■ Set exercise 1: Decide whether each statement (a), (b), and (c) agrees with the election report below: (a) Istanbul generates a third of Turkey's gross domestic product; (b) the AKP candidate led in Ankara by 28 percentage points; (c) the ruling party won back some of the major cities it lost in 2019. For each, answer yes or no and quote the exact words of the election report that decide it.

■ Text provided:
[Start]
Erdogan himself had declared in the past: “Whoever wins Istanbul, Turkey wins.” With 16 million inhabitants, the economic and financial metropolis is home to not only a fifth of the country’s population and generates a third of Turkey’s gross domestic product. The city also has an annual budget of around six billion euros and awards lucrative contracts. Political favors are often involved in Turkey.

The loss of Istanbul was not the only debacle for Erdogan. The CHP mayor was also able to assert himself in the capital Ankara, with a lead of 28 percentage points over the AKP candidate. The ruling party was unable to win back any of the major cities it lost to the opposition in 2019. On the contrary, the opposition gained ground: among other things, it was able to conquer conservative strongholds such as the cities of Adiyaman, Afyonkarahisar and Zonguldak.

Erdogan: “Didn’t achieve the results we expected”
[End]
■ Set exercise 2: List every line of the records below that contains the string "woman", where case counts.

■ Entries shown:
[Start]
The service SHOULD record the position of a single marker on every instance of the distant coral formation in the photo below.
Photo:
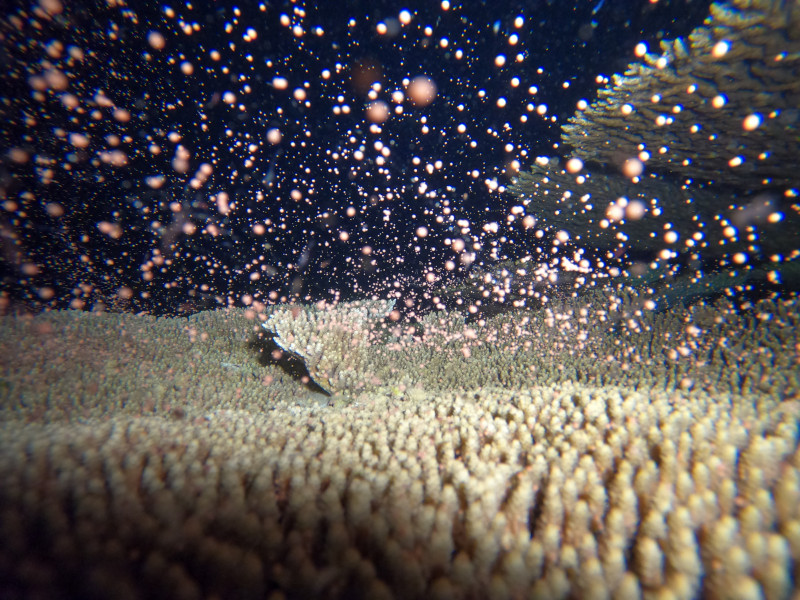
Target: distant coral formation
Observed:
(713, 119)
[End]
[Start]
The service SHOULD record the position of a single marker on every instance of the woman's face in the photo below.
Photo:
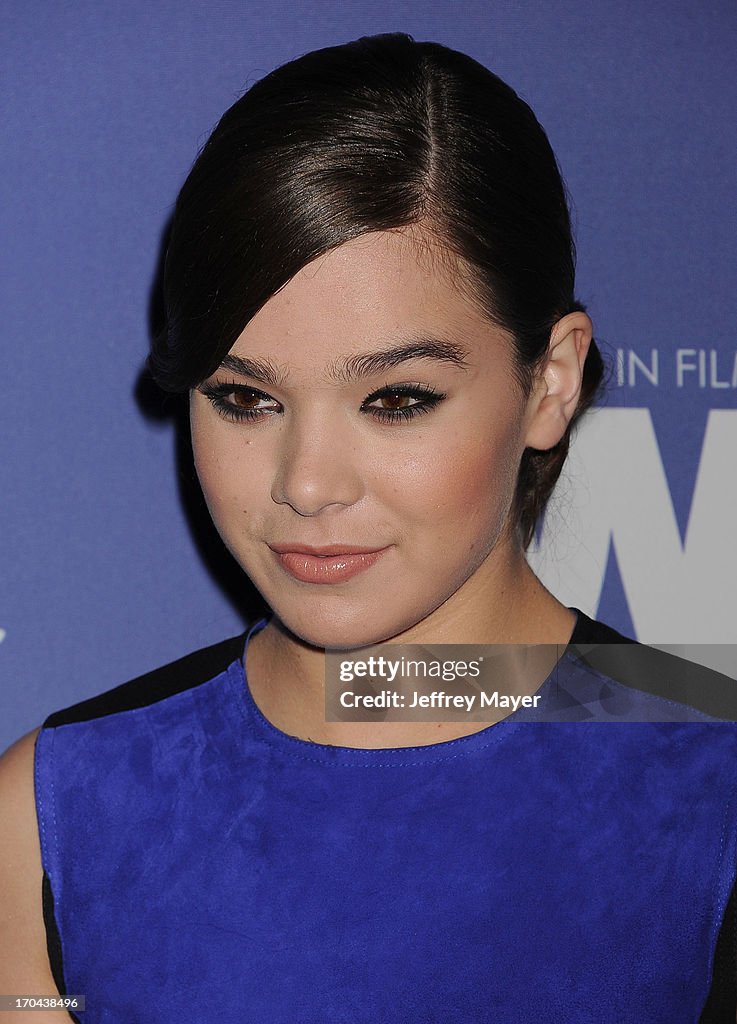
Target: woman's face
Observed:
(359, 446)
[End]
■ Full solution 1:
(a) Yes: "generates a third of Turkey’s gross domestic product"
(b) No: "The CHP mayor was also able to assert himself in the capital Ankara, with a lead of 28 percentage points over the AKP candidate"
(c) No: "The ruling party was unable to win back any of the major cities it lost to the opposition in 2019"

■ Full solution 2:
The service SHOULD record the position of a single marker on every instance of the woman's face in the photo below.
Target: woman's face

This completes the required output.